Work instructions: Send back all the data below, exactly as given.
* Start *
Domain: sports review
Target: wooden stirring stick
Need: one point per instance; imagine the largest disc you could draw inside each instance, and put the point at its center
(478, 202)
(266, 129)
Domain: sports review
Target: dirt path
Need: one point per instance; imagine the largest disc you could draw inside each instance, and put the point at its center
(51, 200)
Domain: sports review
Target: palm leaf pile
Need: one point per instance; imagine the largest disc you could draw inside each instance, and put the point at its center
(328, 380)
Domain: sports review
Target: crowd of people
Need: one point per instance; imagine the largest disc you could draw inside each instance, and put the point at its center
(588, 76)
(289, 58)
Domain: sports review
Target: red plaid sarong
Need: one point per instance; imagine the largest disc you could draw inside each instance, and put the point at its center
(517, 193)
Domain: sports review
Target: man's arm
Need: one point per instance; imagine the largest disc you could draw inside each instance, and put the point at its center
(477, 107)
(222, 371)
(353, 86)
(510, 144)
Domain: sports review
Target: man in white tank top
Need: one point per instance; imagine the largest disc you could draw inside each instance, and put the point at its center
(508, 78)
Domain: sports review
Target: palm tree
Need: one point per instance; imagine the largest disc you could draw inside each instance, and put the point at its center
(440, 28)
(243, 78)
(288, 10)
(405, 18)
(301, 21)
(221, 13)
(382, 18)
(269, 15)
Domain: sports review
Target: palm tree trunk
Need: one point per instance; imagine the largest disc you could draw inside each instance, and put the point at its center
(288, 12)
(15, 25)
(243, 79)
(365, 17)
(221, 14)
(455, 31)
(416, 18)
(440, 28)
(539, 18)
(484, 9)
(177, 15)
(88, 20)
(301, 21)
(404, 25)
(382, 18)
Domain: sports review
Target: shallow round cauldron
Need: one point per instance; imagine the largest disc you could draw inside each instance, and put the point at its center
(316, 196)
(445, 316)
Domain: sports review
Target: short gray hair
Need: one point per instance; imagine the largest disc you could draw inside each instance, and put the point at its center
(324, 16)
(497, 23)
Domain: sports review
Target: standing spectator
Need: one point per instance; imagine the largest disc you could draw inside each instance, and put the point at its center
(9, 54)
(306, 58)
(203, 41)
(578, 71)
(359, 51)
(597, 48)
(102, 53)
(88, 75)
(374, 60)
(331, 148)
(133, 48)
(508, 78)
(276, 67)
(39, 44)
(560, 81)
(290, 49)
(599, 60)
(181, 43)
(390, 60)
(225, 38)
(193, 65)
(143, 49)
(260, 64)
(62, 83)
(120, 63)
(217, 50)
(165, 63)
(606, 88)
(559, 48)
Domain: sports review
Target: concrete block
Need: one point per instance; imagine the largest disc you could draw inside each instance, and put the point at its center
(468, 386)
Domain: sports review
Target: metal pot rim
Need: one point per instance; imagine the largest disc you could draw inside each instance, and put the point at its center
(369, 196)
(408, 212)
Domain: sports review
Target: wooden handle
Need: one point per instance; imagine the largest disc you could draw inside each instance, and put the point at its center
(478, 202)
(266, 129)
* End *
Expected answer:
Domain: sports review
Target: wooden stirring stick
Need: one point per instance; imagine the largest disc you could draw inside each instance, and put the point at its center
(478, 202)
(266, 129)
Domain: sports review
Target: dirt path
Need: one point per instance; imagine the largest disc you could draw inside each instance, and put the point at its center
(51, 200)
Domain: sports review
Target: palm leaf pile
Need: one point per instance; imagine the largest disc you could draw inside each instance, and put the point at its center
(328, 380)
Domain: sports review
Target: crowd of people
Need: one point per instance; imagine the largest disc you could draw inside each instance, and put the point at its center
(588, 76)
(289, 58)
Domain: sports review
Target: red plaid sarong
Need: one point per instance; imagine the largest disc you could draw inside each instance, and put the point at its center
(517, 193)
Domain: sports review
Target: man's arm
Need: one point per instance; imagine the largest disc you could draw inside each instance, and put the point at its center
(477, 107)
(222, 371)
(353, 86)
(510, 144)
Domain: sports review
Target: man in white tank top
Need: one point per instance; imagine the largest disc you could draw inside each instance, and put the point at its center
(508, 78)
Domain: sports review
Target: palm tree
Need: one point per instance; imagine the largest disc you could draw inside each instance, and put the point at its center
(440, 28)
(243, 78)
(288, 10)
(405, 18)
(301, 21)
(221, 13)
(382, 18)
(269, 15)
Domain: sports review
Target: palm tree trunk
Need: one point per instance; imagine the largest disc you could draw inside each instance, and put the point at its center
(288, 12)
(15, 25)
(243, 79)
(365, 17)
(221, 14)
(455, 31)
(416, 18)
(440, 28)
(539, 18)
(484, 9)
(177, 15)
(88, 20)
(301, 21)
(404, 25)
(382, 18)
Domain: sports review
Target: shallow round cauldron
Need: one point per instance; imagine the largest disc you could draw inside each instance, and put the point at its center
(316, 196)
(445, 316)
Domain: sports review
Target: short gray hair
Need: one point per instance; imagine the largest disc you could draw inside each instance, and put the point at its center
(324, 16)
(497, 23)
Domain: sports review
Target: standing spectator
Need: one point per instance; imagine the largest disc you could draw inside each instance, and put the point at its center
(9, 54)
(306, 58)
(203, 41)
(578, 71)
(359, 51)
(597, 48)
(102, 53)
(88, 75)
(374, 60)
(331, 148)
(133, 48)
(508, 78)
(276, 67)
(39, 44)
(560, 81)
(290, 49)
(599, 60)
(181, 43)
(390, 60)
(225, 38)
(193, 65)
(143, 49)
(260, 64)
(62, 83)
(120, 63)
(217, 50)
(165, 63)
(606, 88)
(559, 48)
Domain: sports review
Target: concrete block
Need: one point per instance; imagine the largest disc you could draw inside each instance, and put the point at its center
(468, 386)
Domain: sports review
Target: metal pot rim
Need: one point per instance; imagine the largest disc you could draw inside each instance, and put the point at its center
(369, 196)
(408, 212)
Domain: sports review
Target: wooden handle
Need: one point per instance; imagine the largest disc you could draw inside each instance, and put the point at its center
(478, 202)
(266, 129)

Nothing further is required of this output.